INSTRUCTIONS FOR THE TASK » Copy the lines from the very first one up to and including the line with "pixel 334 78", requests and all, but scale every point coordinate in the answers by 0.65, rounding each to a whole number with halves going up.

DATA FOR PROCESSING »
==================================================
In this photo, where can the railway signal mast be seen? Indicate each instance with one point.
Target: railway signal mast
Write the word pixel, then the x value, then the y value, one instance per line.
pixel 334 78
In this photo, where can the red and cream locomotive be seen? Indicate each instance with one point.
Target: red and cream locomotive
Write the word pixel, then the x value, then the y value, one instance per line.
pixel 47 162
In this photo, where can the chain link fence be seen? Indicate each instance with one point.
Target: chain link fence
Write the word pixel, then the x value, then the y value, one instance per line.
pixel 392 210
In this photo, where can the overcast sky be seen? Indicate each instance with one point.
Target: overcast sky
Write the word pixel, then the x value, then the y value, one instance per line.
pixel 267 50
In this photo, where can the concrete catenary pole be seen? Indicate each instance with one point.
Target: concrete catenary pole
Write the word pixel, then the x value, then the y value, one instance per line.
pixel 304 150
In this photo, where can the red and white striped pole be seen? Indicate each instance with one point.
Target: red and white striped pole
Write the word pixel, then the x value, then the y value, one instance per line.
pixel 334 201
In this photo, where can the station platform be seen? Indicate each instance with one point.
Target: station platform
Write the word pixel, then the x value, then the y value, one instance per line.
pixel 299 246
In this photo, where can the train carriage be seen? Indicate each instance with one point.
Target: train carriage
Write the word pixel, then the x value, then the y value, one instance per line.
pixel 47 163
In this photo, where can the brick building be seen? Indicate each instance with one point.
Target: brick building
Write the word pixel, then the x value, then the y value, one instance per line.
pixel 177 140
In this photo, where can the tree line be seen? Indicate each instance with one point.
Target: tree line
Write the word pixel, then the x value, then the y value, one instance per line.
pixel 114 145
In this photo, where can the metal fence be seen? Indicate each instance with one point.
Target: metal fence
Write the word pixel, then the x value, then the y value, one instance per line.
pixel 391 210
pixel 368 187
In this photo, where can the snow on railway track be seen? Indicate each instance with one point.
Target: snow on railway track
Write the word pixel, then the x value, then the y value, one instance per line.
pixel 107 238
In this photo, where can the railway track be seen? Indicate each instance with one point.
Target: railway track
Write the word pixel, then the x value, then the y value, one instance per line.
==================================================
RESPONSE BELOW »
In this photo, where can the railway signal mast be seen? Indicate each instance with one point.
Target: railway signal mast
Write the word pixel, then the x value, then the y value, one instance per line.
pixel 217 51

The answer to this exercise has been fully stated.